Top of Provided data

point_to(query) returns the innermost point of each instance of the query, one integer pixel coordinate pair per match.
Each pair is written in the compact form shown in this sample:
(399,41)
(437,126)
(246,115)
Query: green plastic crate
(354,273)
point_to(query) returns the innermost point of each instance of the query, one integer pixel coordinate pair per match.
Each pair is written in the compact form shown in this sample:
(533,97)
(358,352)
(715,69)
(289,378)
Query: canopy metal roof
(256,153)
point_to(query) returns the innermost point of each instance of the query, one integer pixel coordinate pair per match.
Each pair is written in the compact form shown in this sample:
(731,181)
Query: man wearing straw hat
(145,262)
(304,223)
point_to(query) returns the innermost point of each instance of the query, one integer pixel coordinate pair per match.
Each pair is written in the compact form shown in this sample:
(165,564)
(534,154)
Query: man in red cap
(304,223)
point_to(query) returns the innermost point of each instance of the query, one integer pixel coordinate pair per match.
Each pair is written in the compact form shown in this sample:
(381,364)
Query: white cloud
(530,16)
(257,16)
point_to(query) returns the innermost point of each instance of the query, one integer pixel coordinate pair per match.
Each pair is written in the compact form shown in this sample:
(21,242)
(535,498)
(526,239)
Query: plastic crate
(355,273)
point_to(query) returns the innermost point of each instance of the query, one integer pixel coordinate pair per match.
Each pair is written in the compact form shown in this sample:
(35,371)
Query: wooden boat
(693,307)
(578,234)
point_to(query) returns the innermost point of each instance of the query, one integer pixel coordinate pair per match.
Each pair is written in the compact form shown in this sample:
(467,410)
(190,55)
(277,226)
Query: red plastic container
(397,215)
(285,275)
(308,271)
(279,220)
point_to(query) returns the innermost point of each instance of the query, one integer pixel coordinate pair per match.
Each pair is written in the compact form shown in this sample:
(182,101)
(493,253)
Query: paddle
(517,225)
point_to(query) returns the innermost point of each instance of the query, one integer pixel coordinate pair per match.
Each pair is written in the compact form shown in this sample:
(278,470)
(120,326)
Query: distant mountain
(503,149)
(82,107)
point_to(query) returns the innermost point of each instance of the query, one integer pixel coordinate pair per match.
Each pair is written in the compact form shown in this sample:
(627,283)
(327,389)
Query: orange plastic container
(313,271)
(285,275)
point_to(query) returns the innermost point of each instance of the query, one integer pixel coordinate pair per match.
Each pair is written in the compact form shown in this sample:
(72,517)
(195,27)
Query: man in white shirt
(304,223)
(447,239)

Bottom of Provided data

## Work required
Give the data back in full, matching it character for character.

## Response to the task
point_to(query) returns the innermost point of each instance of the query, one integer pixel coordinate pair per match.
Each pair is written in the compact form shown in this sample:
(399,41)
(437,126)
(246,115)
Query: green plastic crate
(354,273)
point_to(query) returns the innermost point of each instance of the query, one integer pixel coordinate pair per match.
Each pair is written in the compact form shown in this sample:
(533,97)
(358,352)
(715,69)
(289,378)
Query: canopy metal roof
(256,153)
point_to(query) returns the innermost point of each instance of the query, one integer pixel coordinate pair per match.
Each pair is written in the compact form shown in this sample:
(731,181)
Query: man wearing straw hat
(145,262)
(304,223)
point_to(query) returns the innermost point of each instance of the query, one integer pixel coordinate pair per match.
Each pair is written in the compact form shown in this sample:
(165,564)
(534,154)
Query: man in red cap
(304,223)
point_to(query) returns the innermost point of each instance of the query, one integer pixel coordinate pair per match.
Each pair is written in the compact form shown in this sample:
(381,364)
Query: white cloud
(530,16)
(257,16)
point_to(query) returns the innermost point of each instance of the query, one integer pixel coordinate pair per match.
Each pair is written in the compact form shown in this sample:
(21,242)
(535,498)
(526,239)
Query: plastic crate
(355,273)
point_to(query) returns the innermost point of each instance of the query, one integer pixel coordinate pair per match.
Each pair is written in the compact form shown in this sample:
(35,371)
Query: wooden boat
(693,307)
(578,234)
point_to(query) returns the innermost point of each instance of the query, one integer pixel coordinate pair per match.
Each pair is written in the compact form shown in this sample:
(467,410)
(190,55)
(277,226)
Query: red plastic container
(397,215)
(285,275)
(308,271)
(279,220)
point_to(query) returns the innermost point of each instance of the query, one integer pixel coordinate pair per match.
Each pair is written in the compact form shown in this sample:
(182,101)
(493,253)
Query: paddle
(517,225)
point_to(query) returns the innermost point of each instance of the query, one integer pixel coordinate pair per match.
Each pair is written in the compact form shown in this sample:
(278,470)
(120,326)
Query: distant mountain
(503,149)
(82,107)
point_to(query) returns the innermost point of each instance of the query, one integer pixel coordinate pair per match.
Each pair is written in the compact form shown in this sample:
(627,283)
(327,389)
Query: orange plastic container
(313,271)
(285,275)
point_to(query) returns the innermost point of each instance of the query, one integer pixel coordinate pair per match.
Each pair is written in the compact form shown in this sample:
(72,517)
(195,27)
Query: man in white shirt
(304,223)
(447,239)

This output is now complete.